# Your task
Find every line in the material below that contains the word "Segments", matching case exactly, and copy each of those lines.

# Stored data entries
━━━━━━━━
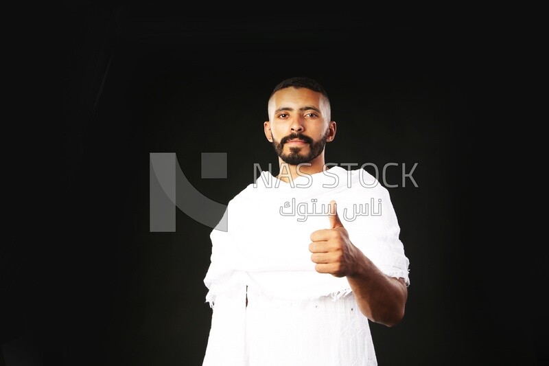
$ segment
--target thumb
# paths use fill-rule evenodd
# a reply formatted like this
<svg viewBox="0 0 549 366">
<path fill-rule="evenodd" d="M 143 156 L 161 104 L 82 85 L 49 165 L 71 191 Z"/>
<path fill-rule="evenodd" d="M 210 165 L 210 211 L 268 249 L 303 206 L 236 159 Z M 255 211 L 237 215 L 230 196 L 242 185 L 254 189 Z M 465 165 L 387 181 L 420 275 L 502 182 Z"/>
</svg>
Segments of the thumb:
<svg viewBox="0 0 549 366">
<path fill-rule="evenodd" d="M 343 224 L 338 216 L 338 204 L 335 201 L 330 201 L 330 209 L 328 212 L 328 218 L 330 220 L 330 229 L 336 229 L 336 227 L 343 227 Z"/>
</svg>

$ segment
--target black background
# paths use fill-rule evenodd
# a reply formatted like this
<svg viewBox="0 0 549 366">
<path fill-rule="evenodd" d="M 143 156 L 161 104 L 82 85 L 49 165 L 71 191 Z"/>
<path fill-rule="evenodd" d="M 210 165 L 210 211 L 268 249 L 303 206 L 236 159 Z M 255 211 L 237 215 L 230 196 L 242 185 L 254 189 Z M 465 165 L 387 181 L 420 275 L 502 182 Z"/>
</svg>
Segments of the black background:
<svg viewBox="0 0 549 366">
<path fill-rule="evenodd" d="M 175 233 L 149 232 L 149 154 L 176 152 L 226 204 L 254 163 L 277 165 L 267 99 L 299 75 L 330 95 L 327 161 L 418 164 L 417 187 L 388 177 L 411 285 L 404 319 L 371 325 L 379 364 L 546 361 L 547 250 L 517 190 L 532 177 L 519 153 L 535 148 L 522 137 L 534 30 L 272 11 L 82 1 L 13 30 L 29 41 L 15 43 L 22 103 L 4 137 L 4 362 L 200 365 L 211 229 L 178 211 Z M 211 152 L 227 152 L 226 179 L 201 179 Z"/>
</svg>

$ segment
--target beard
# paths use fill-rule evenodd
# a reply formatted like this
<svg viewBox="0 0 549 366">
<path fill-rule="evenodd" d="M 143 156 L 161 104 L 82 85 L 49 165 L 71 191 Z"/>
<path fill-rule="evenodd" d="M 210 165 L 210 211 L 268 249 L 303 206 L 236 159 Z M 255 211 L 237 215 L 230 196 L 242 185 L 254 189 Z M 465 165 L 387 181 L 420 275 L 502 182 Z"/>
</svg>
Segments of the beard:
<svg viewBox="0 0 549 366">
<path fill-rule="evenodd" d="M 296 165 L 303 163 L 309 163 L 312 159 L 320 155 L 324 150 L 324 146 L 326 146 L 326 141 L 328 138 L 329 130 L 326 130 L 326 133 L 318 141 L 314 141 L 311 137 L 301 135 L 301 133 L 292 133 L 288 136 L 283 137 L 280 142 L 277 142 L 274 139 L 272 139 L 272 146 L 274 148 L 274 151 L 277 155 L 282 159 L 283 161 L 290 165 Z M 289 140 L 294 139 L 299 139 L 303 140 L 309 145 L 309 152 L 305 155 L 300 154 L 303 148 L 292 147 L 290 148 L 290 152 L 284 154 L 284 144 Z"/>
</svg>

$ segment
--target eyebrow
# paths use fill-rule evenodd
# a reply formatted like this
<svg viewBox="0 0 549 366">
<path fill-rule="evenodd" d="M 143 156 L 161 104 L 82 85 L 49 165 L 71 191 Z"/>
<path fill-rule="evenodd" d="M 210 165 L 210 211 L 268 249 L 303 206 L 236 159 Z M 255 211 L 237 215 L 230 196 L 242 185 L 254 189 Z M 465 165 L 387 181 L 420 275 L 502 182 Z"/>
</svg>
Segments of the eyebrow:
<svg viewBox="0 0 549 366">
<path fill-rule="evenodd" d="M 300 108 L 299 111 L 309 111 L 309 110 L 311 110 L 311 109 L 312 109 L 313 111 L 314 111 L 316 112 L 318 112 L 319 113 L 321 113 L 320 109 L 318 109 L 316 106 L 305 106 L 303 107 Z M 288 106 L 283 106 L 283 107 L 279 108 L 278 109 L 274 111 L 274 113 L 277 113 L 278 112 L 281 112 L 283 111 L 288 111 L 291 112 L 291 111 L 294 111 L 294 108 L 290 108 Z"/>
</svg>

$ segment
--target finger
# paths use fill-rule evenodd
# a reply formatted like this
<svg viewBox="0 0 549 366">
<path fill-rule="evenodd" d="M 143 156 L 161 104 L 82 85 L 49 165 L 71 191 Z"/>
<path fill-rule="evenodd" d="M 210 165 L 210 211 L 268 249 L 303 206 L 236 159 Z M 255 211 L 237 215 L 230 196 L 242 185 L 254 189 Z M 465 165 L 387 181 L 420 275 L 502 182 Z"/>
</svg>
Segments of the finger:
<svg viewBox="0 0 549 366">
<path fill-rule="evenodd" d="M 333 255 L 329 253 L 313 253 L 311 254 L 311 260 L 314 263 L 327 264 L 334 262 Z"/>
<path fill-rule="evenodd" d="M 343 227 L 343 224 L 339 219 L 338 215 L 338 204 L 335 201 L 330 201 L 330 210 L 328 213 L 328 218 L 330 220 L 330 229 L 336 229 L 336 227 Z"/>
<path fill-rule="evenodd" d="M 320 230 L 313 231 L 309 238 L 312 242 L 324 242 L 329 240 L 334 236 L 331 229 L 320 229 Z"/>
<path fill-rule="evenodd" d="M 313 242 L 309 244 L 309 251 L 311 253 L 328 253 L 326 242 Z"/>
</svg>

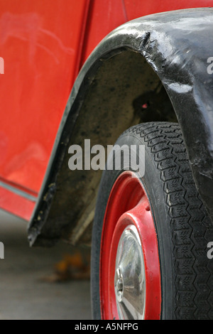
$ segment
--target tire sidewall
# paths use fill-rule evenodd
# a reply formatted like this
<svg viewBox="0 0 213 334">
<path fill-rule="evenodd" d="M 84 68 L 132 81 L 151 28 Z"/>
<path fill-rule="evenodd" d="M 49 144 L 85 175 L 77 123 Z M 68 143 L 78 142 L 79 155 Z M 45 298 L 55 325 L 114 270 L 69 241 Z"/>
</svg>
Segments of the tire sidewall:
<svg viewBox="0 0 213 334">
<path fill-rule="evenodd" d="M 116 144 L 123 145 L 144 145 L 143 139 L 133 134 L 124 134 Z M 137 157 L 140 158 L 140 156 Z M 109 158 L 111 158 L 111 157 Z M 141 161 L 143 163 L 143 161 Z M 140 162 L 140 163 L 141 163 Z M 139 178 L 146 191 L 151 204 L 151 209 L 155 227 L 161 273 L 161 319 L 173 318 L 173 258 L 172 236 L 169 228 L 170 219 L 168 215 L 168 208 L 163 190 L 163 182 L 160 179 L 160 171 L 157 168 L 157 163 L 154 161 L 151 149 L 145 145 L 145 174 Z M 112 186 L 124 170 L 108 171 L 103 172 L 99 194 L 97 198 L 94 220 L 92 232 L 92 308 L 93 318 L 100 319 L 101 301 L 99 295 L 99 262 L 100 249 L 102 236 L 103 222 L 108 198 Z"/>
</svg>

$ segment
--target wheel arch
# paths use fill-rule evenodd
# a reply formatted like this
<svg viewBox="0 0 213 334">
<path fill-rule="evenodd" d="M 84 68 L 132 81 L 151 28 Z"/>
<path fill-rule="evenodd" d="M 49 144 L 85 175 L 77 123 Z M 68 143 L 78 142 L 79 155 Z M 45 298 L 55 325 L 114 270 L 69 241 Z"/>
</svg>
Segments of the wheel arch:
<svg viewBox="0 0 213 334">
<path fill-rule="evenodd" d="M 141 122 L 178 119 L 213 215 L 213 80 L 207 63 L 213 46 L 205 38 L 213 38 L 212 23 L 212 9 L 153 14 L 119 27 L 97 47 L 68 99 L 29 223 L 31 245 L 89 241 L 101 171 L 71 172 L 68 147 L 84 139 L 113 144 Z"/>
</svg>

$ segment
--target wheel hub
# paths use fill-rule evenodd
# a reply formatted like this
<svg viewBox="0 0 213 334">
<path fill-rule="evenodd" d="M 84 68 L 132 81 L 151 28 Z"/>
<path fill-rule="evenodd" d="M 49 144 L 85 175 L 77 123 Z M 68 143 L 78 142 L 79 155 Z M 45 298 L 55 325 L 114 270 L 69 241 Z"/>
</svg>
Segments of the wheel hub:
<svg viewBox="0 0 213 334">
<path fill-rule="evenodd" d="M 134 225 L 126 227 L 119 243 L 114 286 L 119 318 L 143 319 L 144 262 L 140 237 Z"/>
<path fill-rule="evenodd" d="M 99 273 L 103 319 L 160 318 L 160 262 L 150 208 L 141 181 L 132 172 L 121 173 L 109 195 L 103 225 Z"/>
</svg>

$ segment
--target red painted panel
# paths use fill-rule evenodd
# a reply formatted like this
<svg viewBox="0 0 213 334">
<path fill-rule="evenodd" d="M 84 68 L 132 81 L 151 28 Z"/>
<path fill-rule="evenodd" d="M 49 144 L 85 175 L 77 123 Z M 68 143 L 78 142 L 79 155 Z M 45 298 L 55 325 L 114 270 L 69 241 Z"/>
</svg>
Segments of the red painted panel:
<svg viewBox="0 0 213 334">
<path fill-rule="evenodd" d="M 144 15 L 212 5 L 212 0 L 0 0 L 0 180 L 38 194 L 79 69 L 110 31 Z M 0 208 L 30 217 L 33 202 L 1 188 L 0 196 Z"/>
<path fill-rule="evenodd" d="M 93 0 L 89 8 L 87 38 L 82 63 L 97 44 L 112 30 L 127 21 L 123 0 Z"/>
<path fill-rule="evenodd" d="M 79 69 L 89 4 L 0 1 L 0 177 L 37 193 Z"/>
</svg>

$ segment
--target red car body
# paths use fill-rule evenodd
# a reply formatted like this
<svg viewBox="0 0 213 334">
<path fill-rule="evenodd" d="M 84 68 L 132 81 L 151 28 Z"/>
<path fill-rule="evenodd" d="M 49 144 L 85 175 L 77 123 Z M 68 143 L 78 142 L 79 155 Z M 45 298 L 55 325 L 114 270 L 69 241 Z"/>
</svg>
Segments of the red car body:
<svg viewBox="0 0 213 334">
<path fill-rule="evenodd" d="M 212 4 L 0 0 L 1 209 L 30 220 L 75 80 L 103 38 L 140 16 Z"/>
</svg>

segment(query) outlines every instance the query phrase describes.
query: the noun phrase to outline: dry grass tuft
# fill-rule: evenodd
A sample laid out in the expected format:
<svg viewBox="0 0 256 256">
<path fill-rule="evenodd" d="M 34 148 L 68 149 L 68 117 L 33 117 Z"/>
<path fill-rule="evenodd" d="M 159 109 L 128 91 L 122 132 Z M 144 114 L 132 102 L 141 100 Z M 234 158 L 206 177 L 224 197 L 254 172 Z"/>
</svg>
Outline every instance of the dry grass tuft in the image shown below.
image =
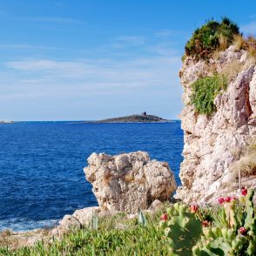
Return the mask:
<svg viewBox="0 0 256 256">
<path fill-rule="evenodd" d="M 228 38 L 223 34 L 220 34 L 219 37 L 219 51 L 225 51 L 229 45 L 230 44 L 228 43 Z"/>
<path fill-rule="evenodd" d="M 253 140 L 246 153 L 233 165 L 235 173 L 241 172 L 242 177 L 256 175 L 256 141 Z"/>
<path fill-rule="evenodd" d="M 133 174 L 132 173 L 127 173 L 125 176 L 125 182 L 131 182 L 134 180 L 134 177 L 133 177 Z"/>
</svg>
━━━━━━━━
# Full answer
Segments of the thumb:
Segments of the black background:
Segments of the beard:
Segments of the eyebrow:
Segments of the finger:
Segments of the tire sidewall:
Segments of the wheel arch:
Segments of the wheel hub:
Segments of the red painted panel:
Segments of the red car body:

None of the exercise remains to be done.